Problem details:
Find every line in the records below that contains the word "sleeve" with matching case, and copy each of those lines.

Extracted material:
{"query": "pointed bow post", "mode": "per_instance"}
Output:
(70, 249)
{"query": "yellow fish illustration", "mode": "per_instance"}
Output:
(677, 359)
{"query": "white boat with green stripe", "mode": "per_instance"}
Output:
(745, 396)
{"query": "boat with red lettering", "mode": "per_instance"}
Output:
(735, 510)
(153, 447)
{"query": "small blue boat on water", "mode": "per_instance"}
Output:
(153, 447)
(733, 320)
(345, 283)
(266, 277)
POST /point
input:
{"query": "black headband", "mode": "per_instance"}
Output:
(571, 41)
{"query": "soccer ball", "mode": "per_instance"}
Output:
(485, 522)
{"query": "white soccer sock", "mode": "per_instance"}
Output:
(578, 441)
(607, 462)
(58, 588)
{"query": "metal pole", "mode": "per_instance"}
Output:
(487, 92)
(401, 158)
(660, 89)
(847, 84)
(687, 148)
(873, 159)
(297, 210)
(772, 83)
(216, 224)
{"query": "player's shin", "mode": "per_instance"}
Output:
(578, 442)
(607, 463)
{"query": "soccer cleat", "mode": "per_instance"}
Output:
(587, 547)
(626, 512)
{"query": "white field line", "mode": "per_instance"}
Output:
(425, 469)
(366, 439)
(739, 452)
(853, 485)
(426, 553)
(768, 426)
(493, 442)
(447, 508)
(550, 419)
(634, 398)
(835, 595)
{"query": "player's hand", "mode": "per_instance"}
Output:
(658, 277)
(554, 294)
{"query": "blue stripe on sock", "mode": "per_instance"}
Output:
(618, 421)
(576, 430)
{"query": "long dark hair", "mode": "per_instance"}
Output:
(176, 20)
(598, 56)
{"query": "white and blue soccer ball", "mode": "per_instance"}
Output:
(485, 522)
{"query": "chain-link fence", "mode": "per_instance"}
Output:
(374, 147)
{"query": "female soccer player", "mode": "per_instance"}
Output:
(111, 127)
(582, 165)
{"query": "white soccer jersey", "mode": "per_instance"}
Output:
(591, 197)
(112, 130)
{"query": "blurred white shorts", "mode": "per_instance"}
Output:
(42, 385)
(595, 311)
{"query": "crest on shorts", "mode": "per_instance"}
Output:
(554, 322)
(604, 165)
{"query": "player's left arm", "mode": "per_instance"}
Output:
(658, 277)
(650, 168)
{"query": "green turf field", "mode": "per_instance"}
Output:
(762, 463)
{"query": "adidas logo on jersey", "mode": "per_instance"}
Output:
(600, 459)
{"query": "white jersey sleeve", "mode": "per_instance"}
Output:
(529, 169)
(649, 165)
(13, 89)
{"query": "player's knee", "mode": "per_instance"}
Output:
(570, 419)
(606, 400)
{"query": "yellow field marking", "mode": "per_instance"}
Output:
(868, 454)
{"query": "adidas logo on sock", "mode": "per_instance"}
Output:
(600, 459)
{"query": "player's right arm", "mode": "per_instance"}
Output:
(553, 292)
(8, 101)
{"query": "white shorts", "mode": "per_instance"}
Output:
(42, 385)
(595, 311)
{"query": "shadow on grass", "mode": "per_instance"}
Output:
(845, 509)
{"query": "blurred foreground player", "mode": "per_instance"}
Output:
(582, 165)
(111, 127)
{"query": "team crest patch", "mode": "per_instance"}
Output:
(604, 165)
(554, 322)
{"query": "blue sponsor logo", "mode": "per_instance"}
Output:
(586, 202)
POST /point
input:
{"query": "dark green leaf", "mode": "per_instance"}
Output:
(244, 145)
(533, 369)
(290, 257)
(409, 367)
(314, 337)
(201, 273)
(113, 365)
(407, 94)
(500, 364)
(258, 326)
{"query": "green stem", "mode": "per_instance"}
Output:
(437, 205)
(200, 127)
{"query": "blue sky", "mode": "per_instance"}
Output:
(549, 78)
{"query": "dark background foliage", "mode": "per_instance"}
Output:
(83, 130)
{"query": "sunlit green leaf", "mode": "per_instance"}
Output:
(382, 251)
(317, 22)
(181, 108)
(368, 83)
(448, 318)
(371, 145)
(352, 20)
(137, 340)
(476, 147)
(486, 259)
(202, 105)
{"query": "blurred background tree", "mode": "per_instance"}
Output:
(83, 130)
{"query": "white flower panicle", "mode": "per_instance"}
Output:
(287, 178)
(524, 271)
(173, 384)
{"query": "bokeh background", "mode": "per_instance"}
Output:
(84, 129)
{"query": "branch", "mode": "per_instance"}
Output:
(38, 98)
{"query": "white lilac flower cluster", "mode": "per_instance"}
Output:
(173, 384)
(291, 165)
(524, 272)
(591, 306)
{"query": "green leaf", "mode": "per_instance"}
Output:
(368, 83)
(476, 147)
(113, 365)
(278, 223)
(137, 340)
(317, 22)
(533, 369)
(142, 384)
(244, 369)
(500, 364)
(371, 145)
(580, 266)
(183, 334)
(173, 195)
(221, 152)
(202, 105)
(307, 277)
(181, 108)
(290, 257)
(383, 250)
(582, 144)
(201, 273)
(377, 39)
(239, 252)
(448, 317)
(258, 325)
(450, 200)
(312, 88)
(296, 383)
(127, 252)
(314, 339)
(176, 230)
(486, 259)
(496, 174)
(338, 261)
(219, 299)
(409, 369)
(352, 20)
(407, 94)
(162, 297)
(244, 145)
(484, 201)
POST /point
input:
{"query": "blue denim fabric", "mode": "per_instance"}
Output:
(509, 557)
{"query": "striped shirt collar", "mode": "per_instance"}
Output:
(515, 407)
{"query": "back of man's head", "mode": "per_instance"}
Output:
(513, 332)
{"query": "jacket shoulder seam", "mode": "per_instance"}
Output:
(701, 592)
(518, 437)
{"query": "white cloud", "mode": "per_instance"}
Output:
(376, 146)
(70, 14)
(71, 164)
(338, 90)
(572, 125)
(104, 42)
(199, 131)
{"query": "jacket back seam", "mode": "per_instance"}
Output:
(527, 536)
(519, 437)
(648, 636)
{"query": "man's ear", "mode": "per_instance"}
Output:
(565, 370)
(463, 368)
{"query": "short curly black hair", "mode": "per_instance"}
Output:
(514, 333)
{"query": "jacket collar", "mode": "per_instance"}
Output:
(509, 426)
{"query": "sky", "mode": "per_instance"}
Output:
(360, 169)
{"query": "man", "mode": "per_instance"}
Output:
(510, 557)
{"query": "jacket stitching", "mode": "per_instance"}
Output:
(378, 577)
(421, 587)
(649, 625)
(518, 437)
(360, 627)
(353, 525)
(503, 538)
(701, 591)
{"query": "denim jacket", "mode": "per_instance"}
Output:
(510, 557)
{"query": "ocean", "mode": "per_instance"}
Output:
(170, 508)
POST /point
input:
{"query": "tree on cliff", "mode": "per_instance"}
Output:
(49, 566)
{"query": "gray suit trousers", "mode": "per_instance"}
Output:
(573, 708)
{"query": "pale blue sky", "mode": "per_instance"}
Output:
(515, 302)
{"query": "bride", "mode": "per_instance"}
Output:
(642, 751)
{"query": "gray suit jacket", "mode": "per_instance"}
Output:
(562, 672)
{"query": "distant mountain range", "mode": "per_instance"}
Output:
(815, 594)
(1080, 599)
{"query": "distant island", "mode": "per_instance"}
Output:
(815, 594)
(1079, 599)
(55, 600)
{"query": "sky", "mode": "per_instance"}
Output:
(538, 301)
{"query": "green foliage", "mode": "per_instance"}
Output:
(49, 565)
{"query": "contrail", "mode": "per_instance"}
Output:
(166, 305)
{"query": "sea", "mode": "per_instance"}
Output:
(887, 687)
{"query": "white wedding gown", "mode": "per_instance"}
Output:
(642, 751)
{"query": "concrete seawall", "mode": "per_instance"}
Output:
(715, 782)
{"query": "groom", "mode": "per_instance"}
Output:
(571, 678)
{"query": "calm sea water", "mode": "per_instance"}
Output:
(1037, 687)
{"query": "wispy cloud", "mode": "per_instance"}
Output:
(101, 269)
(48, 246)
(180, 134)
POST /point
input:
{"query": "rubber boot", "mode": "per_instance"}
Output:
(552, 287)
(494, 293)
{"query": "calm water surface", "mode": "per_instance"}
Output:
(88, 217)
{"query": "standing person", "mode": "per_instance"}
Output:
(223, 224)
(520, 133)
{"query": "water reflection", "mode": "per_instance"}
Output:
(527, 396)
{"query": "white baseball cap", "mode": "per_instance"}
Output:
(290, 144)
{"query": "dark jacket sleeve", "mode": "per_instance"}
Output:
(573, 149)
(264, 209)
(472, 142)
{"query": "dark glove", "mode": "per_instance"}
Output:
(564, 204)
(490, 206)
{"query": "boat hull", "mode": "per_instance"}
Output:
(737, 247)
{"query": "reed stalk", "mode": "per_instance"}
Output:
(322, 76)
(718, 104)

Right answer:
{"query": "white jersey sleeve", "mode": "per_instance"}
{"query": "dark jacket sleeve", "mode": "per_instance"}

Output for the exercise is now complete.